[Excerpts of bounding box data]
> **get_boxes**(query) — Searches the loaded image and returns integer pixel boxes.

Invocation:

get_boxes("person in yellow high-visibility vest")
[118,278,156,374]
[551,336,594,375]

▶ WHAT THE TASK REQUIRES
Please duplicate the lines above word for word.

▶ SOLUTION TO THE EXERCISE
> **get_boxes**(query) — Searches the loaded image and returns integer pixel boxes.

Invocation:

get_boxes("person in yellow high-visibility vest")
[118,278,156,374]
[551,336,594,375]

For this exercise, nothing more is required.